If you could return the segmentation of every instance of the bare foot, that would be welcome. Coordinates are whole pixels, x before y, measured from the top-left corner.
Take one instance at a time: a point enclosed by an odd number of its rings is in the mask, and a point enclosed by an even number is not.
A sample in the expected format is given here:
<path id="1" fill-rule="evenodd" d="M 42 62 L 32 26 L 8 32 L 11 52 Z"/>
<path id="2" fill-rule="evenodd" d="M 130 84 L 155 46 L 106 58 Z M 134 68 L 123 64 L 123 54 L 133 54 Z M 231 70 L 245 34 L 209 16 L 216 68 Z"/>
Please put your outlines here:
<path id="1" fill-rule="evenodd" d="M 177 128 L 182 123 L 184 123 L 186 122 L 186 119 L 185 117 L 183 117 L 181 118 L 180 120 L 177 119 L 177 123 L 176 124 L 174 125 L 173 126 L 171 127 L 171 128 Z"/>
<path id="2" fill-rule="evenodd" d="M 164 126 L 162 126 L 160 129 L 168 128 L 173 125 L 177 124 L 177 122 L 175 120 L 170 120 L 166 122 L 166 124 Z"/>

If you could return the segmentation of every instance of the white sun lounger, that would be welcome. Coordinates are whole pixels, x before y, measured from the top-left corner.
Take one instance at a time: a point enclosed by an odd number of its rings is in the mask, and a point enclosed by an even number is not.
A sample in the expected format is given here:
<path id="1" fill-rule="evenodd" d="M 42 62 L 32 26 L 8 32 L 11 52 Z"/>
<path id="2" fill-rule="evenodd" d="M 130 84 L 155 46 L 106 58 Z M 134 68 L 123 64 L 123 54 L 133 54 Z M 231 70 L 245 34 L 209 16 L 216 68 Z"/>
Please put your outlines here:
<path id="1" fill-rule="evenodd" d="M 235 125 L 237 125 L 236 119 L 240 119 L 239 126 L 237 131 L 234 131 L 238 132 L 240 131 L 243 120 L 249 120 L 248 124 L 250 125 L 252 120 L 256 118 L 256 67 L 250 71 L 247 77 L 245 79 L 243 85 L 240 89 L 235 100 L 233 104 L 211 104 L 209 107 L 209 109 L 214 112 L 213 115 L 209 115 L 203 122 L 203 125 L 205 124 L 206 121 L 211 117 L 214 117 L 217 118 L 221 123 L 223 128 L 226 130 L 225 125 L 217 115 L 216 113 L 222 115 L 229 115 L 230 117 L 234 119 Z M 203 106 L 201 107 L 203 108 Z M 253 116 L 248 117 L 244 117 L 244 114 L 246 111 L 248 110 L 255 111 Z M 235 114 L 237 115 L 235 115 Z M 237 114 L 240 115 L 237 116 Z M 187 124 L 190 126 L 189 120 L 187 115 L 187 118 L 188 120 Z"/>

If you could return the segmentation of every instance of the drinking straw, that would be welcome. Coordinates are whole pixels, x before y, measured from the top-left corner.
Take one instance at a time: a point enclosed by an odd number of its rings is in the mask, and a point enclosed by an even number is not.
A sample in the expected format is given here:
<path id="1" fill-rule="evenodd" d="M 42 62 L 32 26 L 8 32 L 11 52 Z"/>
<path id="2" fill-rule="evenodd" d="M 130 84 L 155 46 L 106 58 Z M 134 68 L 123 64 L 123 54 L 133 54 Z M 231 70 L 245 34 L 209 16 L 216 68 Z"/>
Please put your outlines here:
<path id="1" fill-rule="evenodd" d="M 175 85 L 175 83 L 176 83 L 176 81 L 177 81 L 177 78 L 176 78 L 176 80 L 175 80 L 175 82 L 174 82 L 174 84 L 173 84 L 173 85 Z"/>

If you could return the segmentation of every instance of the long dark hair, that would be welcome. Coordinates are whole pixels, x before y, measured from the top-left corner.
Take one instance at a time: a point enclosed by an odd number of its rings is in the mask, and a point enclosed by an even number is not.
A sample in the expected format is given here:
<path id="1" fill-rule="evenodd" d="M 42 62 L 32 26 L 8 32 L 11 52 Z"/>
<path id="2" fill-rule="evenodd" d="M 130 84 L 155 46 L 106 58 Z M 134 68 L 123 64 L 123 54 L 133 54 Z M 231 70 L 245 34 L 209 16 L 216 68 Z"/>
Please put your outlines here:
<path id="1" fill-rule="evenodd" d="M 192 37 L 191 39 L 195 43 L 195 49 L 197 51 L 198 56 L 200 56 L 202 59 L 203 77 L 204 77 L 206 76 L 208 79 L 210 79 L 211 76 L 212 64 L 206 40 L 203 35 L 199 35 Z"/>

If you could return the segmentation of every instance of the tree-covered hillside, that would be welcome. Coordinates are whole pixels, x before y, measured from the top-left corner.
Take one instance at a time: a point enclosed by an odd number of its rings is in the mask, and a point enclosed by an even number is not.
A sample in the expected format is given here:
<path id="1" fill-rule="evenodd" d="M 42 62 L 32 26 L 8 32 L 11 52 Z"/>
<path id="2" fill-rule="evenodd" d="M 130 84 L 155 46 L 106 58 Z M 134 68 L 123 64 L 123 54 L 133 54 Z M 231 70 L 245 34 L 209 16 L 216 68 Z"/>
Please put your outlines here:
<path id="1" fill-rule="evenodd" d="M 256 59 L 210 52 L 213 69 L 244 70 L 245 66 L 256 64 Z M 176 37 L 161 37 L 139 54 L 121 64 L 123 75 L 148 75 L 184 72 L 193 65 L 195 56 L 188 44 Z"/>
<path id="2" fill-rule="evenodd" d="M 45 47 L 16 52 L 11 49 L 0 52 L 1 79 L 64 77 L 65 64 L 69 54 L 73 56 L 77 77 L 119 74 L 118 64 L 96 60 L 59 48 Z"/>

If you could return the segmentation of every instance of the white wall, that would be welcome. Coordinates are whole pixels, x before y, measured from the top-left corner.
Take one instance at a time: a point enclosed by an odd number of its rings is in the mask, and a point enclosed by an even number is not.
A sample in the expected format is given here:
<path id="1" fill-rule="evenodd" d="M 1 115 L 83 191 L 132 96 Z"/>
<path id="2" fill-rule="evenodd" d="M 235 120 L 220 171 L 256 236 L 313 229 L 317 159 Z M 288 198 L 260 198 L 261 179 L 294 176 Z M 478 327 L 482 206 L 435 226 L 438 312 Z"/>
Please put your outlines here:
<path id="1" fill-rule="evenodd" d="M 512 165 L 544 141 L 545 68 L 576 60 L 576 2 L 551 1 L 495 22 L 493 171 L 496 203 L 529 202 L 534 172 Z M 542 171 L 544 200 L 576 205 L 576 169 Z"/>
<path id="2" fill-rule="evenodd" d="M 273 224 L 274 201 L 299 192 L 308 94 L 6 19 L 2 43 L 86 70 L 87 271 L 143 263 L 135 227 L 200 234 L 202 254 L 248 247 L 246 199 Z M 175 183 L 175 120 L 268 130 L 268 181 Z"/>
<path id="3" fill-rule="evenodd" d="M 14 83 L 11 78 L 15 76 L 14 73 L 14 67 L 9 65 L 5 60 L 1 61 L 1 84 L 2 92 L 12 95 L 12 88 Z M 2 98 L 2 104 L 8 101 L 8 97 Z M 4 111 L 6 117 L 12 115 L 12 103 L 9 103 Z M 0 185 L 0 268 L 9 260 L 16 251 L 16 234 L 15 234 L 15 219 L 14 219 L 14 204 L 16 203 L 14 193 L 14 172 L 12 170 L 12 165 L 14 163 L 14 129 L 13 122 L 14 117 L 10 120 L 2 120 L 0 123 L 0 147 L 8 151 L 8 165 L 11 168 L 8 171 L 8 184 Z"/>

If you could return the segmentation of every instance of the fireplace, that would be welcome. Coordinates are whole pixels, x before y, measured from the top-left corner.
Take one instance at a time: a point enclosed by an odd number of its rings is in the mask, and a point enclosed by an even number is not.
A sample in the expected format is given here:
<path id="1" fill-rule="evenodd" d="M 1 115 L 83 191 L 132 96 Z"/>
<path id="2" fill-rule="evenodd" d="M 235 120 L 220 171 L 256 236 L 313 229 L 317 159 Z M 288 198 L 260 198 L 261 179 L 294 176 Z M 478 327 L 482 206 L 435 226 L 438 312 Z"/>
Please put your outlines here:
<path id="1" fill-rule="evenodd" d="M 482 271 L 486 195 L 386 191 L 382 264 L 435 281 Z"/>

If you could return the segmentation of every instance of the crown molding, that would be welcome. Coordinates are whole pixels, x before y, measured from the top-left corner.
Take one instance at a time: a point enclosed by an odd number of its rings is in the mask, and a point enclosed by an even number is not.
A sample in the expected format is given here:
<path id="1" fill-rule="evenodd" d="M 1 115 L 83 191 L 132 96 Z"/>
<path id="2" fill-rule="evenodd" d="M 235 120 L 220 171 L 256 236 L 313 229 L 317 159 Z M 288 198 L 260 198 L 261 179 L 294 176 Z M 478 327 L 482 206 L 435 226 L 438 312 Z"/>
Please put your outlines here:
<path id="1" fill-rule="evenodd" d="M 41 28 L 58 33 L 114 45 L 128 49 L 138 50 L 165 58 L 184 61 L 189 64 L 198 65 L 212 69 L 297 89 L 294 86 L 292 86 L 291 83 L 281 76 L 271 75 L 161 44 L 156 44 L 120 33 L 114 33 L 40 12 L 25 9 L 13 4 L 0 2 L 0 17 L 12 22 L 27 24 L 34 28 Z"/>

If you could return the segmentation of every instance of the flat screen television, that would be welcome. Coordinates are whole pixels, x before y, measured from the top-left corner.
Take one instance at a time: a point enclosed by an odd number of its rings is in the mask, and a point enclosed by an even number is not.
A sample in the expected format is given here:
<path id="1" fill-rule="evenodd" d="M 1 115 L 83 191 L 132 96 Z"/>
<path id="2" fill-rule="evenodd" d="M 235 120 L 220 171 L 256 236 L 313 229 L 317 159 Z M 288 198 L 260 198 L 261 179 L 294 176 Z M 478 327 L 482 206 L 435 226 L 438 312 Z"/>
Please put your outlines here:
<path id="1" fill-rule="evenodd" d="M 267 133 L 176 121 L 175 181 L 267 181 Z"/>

## SHORT TASK
Update the rows from the first line through the line containing "177 128 L 182", replacing "welcome" with "appreciated" and leaving everything else unchanged.

## COMPLETE ANSWER
If you could return the segmentation of every instance of the bare foot, that would be appreciated. Coordinates are whole pixels, x before y, measured from the top-left corner.
Take one instance at a time: a point enclosed by an odd number of its rings is in the mask, and a point enclosed by an even number is not.
A sample in the expected format is given here:
<path id="1" fill-rule="evenodd" d="M 42 62 L 32 26 L 8 32 L 11 52 Z"/>
<path id="2" fill-rule="evenodd" d="M 130 84 L 155 46 L 106 58 Z M 134 68 L 123 64 L 123 54 L 133 54 Z M 231 70 L 245 34 L 209 16 L 216 68 Z"/>
Please put your outlines here:
<path id="1" fill-rule="evenodd" d="M 177 128 L 182 123 L 184 123 L 186 122 L 186 119 L 185 117 L 183 117 L 181 118 L 180 120 L 177 119 L 177 123 L 176 124 L 174 125 L 173 126 L 171 127 L 171 128 Z"/>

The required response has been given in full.